**EXERCISE DIRECTIONS**
Taking the line with "target | grassy trail" as the first and the line with "target | pine tree" as the last, set down exactly every line in that range from the entries below, and no more.

** Opening DATA SHOWN block **

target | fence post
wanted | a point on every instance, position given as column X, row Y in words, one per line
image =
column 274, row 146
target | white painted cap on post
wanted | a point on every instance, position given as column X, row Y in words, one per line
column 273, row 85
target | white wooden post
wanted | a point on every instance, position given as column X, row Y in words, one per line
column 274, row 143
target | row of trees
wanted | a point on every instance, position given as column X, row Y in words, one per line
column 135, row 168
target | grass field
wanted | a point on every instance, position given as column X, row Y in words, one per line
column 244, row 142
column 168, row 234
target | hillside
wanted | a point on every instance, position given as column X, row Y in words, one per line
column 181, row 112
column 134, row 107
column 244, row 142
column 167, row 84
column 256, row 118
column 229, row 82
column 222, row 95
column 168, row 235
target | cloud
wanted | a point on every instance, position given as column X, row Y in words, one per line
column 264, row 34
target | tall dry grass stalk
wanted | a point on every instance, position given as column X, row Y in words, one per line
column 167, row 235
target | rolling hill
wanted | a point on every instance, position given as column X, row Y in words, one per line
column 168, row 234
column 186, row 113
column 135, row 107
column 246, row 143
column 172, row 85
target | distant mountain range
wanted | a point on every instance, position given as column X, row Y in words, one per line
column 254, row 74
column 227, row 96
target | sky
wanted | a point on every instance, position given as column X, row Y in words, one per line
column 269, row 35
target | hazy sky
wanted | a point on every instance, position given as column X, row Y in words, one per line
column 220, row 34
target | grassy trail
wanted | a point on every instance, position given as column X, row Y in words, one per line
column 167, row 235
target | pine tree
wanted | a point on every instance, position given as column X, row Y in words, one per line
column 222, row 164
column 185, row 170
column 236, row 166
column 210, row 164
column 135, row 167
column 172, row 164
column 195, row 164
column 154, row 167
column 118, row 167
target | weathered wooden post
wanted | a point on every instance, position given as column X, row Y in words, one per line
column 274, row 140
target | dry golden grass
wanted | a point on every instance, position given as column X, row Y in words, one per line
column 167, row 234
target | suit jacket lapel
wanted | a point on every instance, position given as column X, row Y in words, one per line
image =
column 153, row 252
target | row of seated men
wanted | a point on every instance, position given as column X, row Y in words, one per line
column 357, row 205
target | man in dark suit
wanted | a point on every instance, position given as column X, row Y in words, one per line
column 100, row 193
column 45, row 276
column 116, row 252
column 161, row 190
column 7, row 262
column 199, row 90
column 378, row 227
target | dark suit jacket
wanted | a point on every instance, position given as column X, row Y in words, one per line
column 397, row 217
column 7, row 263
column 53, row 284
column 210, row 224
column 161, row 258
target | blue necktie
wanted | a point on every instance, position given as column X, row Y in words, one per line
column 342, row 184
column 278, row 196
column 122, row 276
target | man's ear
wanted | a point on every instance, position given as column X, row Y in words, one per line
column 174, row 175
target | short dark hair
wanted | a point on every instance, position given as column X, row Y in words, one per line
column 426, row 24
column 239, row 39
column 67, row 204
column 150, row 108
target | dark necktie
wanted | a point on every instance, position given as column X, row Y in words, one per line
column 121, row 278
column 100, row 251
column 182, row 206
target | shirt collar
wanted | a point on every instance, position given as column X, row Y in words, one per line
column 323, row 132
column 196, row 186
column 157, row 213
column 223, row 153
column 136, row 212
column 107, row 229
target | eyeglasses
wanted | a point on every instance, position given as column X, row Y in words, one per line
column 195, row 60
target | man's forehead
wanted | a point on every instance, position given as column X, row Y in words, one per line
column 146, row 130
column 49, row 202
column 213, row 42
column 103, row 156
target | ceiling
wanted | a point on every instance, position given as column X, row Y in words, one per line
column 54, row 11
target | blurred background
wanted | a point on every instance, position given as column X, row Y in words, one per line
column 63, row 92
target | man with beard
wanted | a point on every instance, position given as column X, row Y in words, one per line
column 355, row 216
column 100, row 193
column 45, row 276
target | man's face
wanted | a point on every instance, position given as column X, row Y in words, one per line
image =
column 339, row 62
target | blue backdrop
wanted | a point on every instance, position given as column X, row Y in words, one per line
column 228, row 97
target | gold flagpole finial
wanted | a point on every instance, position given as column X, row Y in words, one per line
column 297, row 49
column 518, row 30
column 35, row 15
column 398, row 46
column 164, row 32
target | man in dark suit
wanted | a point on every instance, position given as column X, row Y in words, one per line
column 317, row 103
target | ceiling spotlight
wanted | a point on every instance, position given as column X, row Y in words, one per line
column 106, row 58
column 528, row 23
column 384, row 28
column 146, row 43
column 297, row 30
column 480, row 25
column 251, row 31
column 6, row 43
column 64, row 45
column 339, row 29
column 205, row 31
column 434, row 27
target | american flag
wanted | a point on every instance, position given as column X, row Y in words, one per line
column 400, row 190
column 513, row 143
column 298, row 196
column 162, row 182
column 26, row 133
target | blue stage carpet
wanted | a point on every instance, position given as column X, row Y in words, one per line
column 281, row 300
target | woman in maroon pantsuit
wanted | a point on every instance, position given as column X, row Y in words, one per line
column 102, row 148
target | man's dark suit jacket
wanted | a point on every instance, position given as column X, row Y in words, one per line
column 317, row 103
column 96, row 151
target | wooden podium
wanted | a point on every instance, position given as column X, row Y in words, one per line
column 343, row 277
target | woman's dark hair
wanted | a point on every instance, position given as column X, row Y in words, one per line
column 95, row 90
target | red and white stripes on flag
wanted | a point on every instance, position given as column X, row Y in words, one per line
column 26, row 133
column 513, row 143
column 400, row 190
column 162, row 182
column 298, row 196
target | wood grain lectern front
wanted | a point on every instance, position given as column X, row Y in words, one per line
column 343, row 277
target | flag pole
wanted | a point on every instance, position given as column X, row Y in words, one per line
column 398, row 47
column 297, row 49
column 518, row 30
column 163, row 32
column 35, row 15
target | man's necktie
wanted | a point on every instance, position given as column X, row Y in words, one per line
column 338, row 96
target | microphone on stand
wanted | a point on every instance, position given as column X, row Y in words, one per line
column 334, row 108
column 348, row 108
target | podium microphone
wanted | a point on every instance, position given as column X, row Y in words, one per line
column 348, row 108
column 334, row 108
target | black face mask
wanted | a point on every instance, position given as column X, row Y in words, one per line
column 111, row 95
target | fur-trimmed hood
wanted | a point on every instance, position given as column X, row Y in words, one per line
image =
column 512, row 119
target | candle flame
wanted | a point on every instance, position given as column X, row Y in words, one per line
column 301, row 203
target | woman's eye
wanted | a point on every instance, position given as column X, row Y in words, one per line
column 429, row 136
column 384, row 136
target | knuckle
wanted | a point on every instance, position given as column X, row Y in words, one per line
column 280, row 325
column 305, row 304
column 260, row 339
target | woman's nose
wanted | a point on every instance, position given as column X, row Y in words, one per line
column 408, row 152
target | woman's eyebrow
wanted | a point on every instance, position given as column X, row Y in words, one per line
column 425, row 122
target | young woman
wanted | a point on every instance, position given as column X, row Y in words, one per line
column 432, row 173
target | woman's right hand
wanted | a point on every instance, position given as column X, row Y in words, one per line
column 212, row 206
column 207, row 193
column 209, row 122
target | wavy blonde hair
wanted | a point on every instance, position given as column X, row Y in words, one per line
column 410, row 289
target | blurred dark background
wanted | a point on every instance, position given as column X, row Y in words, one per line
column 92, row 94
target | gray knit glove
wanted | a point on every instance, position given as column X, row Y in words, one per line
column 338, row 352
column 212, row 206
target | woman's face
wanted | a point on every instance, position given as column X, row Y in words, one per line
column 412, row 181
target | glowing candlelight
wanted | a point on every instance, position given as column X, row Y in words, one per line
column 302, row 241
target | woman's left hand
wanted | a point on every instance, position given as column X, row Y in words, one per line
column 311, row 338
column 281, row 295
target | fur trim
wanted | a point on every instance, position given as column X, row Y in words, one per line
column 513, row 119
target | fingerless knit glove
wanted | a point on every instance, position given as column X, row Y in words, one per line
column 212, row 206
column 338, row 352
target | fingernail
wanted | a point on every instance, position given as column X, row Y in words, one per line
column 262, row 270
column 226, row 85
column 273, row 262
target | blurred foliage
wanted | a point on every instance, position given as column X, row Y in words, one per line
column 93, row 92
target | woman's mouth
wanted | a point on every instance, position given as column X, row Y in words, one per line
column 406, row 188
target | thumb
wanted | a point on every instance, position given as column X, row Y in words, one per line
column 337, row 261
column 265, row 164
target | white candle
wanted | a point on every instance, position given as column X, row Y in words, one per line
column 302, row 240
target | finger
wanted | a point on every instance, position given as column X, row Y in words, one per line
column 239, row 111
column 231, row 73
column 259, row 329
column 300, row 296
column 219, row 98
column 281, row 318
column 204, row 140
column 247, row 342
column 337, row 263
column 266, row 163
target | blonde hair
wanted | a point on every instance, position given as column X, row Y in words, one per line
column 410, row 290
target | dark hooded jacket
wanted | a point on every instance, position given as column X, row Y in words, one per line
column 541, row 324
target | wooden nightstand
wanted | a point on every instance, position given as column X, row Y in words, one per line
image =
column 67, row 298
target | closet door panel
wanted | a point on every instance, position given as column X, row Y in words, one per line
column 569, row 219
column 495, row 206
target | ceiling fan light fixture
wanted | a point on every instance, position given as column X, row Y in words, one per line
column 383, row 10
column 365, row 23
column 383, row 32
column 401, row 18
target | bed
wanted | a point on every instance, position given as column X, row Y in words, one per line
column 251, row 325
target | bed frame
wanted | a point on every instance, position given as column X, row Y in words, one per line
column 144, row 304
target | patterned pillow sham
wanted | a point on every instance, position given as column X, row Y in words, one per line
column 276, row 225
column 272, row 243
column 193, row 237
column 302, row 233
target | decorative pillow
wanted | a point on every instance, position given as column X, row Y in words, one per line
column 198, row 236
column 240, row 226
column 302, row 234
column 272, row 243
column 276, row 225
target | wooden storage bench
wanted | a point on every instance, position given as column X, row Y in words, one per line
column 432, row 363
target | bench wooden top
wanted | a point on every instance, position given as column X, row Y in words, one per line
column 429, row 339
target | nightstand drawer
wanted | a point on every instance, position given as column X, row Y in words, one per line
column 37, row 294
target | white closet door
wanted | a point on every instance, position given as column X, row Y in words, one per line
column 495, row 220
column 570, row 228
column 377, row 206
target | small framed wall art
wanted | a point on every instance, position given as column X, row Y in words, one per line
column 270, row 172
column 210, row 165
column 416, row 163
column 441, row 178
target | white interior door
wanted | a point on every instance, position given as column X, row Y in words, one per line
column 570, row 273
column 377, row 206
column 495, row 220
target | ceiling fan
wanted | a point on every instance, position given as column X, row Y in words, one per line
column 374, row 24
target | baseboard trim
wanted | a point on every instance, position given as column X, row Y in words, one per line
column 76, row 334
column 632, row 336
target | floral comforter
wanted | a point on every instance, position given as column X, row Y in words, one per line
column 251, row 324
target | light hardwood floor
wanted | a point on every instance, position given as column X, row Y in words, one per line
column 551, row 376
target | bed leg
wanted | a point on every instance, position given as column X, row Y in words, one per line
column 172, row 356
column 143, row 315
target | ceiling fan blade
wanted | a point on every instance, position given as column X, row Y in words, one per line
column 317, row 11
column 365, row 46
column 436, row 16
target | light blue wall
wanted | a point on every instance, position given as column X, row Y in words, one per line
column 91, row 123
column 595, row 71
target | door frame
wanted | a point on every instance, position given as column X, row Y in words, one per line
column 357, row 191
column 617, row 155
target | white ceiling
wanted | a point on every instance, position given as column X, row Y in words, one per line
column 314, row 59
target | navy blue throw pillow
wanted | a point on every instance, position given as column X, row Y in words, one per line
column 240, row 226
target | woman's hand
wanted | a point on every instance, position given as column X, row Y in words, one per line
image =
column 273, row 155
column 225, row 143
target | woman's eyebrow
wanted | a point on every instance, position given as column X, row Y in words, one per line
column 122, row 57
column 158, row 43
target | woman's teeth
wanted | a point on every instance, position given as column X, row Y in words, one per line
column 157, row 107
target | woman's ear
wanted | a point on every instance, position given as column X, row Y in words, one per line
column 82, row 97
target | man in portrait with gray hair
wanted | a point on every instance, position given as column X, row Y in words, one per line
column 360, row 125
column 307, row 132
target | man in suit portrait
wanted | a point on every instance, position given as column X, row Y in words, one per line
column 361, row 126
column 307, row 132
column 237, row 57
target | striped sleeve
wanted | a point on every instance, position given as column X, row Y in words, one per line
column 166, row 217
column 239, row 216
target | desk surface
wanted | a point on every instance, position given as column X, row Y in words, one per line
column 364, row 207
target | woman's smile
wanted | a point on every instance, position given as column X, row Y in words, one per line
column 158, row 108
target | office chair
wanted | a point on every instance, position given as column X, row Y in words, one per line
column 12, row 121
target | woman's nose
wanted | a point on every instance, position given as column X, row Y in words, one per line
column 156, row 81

** Closing DATA SHOWN block **

**RESULT OF THE TASK**
target | grassy trail
wanted | a point on every instance, position given as column X, row Y in words, one per line
column 167, row 235
target | pine tree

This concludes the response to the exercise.